● **DO THIS**
Please retype the data in full and exactly; the pictures are not part of the copy.

● **ENTRIES SUPPLIED**

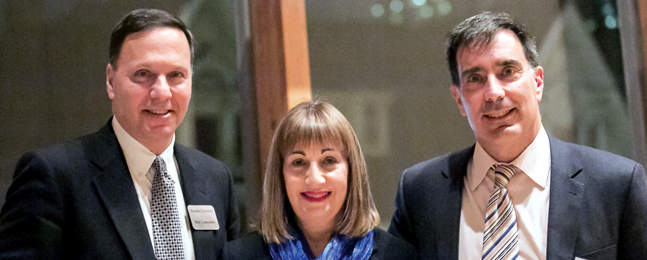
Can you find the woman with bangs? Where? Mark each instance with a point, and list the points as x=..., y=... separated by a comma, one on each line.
x=317, y=203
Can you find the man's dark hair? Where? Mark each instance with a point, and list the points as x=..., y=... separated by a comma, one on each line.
x=480, y=30
x=142, y=20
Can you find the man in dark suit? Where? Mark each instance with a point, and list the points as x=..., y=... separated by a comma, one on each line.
x=518, y=192
x=127, y=191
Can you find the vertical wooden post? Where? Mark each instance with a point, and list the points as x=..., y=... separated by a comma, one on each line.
x=281, y=73
x=642, y=13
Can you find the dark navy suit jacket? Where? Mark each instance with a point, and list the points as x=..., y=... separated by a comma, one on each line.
x=77, y=200
x=598, y=205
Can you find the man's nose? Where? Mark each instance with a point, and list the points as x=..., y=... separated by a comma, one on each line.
x=161, y=89
x=494, y=89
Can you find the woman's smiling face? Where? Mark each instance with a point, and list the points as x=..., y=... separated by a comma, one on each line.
x=316, y=178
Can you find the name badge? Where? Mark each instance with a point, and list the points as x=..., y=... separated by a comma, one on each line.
x=203, y=217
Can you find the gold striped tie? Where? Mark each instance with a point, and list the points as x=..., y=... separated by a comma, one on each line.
x=500, y=236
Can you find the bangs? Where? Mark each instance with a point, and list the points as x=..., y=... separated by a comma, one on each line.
x=312, y=127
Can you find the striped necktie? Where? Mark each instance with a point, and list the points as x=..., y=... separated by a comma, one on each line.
x=167, y=232
x=500, y=237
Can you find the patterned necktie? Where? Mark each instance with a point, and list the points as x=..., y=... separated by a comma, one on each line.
x=500, y=237
x=166, y=221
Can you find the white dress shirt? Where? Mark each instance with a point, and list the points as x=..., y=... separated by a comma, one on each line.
x=529, y=191
x=139, y=160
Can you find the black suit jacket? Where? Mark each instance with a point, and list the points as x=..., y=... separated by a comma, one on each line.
x=385, y=247
x=77, y=200
x=598, y=205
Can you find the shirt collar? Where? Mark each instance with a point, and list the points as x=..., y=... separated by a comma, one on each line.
x=534, y=161
x=138, y=157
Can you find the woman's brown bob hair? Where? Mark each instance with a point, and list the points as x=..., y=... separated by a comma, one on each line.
x=305, y=124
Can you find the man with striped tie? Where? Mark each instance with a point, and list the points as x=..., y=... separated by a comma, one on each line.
x=518, y=193
x=128, y=191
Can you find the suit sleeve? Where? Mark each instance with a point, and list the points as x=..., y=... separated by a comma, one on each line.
x=32, y=217
x=400, y=223
x=633, y=227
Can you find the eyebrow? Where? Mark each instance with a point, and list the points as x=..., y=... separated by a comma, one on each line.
x=508, y=62
x=471, y=70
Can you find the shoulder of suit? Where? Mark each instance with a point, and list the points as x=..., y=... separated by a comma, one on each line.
x=387, y=242
x=593, y=157
x=439, y=164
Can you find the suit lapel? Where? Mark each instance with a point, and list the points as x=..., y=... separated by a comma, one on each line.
x=115, y=188
x=449, y=214
x=194, y=189
x=566, y=196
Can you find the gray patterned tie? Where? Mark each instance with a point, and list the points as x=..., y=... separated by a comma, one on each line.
x=166, y=221
x=500, y=239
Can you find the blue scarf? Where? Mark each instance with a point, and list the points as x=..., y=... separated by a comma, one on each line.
x=339, y=248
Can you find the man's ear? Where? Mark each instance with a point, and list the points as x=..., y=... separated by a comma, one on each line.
x=539, y=82
x=109, y=76
x=457, y=97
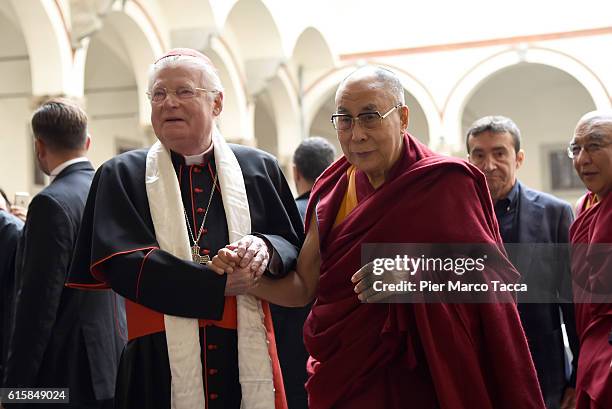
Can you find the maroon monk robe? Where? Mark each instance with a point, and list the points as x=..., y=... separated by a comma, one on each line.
x=422, y=356
x=592, y=273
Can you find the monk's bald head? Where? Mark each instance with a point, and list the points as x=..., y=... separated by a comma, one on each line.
x=375, y=77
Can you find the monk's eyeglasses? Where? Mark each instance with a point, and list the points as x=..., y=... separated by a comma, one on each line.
x=159, y=94
x=367, y=120
x=591, y=147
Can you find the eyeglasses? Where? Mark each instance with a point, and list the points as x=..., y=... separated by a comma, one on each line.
x=367, y=120
x=574, y=149
x=159, y=94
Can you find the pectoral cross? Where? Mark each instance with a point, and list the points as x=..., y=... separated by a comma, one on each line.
x=195, y=255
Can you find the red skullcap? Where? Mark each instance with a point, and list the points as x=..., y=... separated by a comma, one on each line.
x=186, y=52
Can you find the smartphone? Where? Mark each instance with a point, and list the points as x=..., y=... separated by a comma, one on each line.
x=22, y=199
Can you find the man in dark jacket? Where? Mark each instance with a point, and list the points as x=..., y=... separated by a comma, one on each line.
x=528, y=216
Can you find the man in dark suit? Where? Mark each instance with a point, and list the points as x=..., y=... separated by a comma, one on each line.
x=61, y=337
x=528, y=216
x=310, y=159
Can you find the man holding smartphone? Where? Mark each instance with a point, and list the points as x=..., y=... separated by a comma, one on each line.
x=61, y=337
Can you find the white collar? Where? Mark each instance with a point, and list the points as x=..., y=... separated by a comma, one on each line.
x=64, y=165
x=199, y=158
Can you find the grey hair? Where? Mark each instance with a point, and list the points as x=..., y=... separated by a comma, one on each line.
x=494, y=124
x=387, y=78
x=209, y=73
x=591, y=121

● **SOLUTION**
Can you find the woman with bangs? Where? Mark each instance with a point, and list the points as x=..., y=... separated by a comma, one on each line.
x=317, y=203
Can you find the man's dark hair? Where? Mark each instance with a point, and list the points as x=..., y=... separated by a comma, one on each line.
x=480, y=30
x=142, y=20
Can you find the man in dark suit? Where? Mark each instance with a point, and list the points as x=..., y=... separated by a comma, one on each line.
x=518, y=192
x=127, y=191
Can you find the vertical wooden post? Where? Mark each instance with a point, and list the points as x=..., y=... separated by a comma, one on each line.
x=281, y=73
x=642, y=13
Can you find the dark navy suit jacket? Where? Mark each instance with a point, and list the points as x=..., y=... separated by a comma, one on each line.
x=77, y=200
x=598, y=205
Can you find the man's nose? Where? Mark each instance with a point, and list the points as x=..., y=... separated by a comma, one on each line.
x=161, y=89
x=494, y=89
Can you find the woman's smiling face? Where? Mark each instance with a point, and list the points as x=..., y=... separated by a comma, one on each line.
x=316, y=178
Can you find the name badge? Where? Mark each instance with a point, and list the points as x=..., y=... separated by a comma, one on each line.
x=203, y=217
Can you find the gold striped tie? Where? Mark each instance with a point, and list the points as x=..., y=... separated by a comma, one on each line.
x=500, y=236
Can you find the bangs? Where? Mark each instance with a point, and list the points as x=..., y=... separated by a comma, one on each line.
x=312, y=127
Can you find the striped necktie? Where? Mark each instance with a point, and list the points as x=..., y=... separated by a comma, one on each line.
x=167, y=232
x=500, y=237
Can you find the patterned necktie? Where? Mark each instance with a point, and list the points as x=..., y=... separated by a comma, one on each line.
x=500, y=237
x=166, y=221
Can you find the white dress shirt? Where? Mark each instance with a point, and list the points as x=..., y=... separated by a comma, one on each line.
x=529, y=191
x=139, y=160
Can you find the black suit jacket? Where? Mark each instance with a point, and list the points as x=..., y=... separated by a comma, one on each line.
x=385, y=247
x=77, y=200
x=598, y=205
Can you find the shirt collar? Where? Mark each instance with a point, and list the points as x=..., y=... separated by a comma, one on each line.
x=534, y=161
x=138, y=157
Can you find the woman's brown bob hair? Where? Mark each instance with a point, and list the points as x=..., y=... separated by a comma, one on each line.
x=305, y=124
Can you find the man with striped tie? Where? Mark each instance with a point, and list the points as x=..., y=... separated by a comma, one on each line.
x=518, y=193
x=128, y=191
Can you find the suit sleeve? Where? Mark each instance with a point, and list the points as x=..., y=... separated by a comma, one on each line.
x=32, y=217
x=400, y=223
x=633, y=227
Can you find the eyebrow? Where? Mark each instance with a point, and list the points as x=..., y=... separated by a comma, one on each line.
x=508, y=62
x=471, y=70
Can you find the shoulder of suit? Where? Mark each instance with a point, and list the points as x=..., y=... separated by a comma, one on each line.
x=387, y=242
x=593, y=157
x=439, y=164
Can you find the suit lapel? Where? Mark each instance with a point, and list the points as x=..., y=... separated by a comma, one on each line.
x=115, y=188
x=449, y=214
x=194, y=189
x=566, y=196
Can you find the gray patterned tie? Where? Mark each instance with a point, and list the points as x=..., y=... separated by a comma, one on each line.
x=166, y=221
x=500, y=239
Can you find the blue scarf? Where? Mark each instance with a point, and list the points as x=..., y=... separated by a comma, one on each line.
x=339, y=248
Can you find the man's ear? Where? Mark each instance with a point, and list the points as x=..., y=... separated by a comma, one on each line.
x=539, y=82
x=109, y=76
x=457, y=97
Can you find the maroon monk robe? Where? Mark each instance with a point, and list the points as x=..., y=... separated by a comma, one on each line.
x=422, y=356
x=592, y=273
Can you find the monk's bald head? Where? Mark each instance with a point, and list the points as x=..., y=... separated by a comma, one on each line.
x=375, y=77
Can you find the monk's eyeglasses? Where? Mark each instance with a point, and list the points as x=..., y=... separated by a comma, one on each line.
x=159, y=94
x=367, y=120
x=591, y=147
Can you find the eyeglasses? Where? Mark each instance with a point, and list the points as x=..., y=... separated by a comma, one on each line.
x=367, y=120
x=574, y=149
x=159, y=94
Can you find the pectoral cross? Where? Mark each instance with a point, and list the points as x=..., y=... separated by a comma, one on each line.
x=195, y=255
Can you find the red skullcap? Where? Mark each instance with a point, and list the points as x=..., y=... separated by a comma, one on each line.
x=186, y=52
Can you find the smartphone? Where? Mark each instance with a point, and list the points as x=..., y=... separated by a comma, one on each line.
x=22, y=199
Can you find the man in dark jacket? Where? Mark each instance with a point, and list the points as x=..., y=... separated by a comma, one on each line.
x=528, y=216
Can you find the man in dark suit? Where? Mark each instance with a point, and list the points as x=..., y=... separated by a comma, one on each line.
x=61, y=337
x=528, y=216
x=310, y=159
Can you find the man holding smartphone? Where? Mark each instance with a point, and list the points as x=..., y=... separated by a comma, one on each line.
x=61, y=337
Can you find the white collar? Where? Mark each instance with a point, and list the points as x=..., y=... separated by a comma, one on each line.
x=64, y=165
x=199, y=158
Can you find the grey hair? Where? Mark each instance with a point, and list the points as x=..., y=... separated by a comma, one on each line.
x=494, y=124
x=387, y=78
x=209, y=73
x=591, y=121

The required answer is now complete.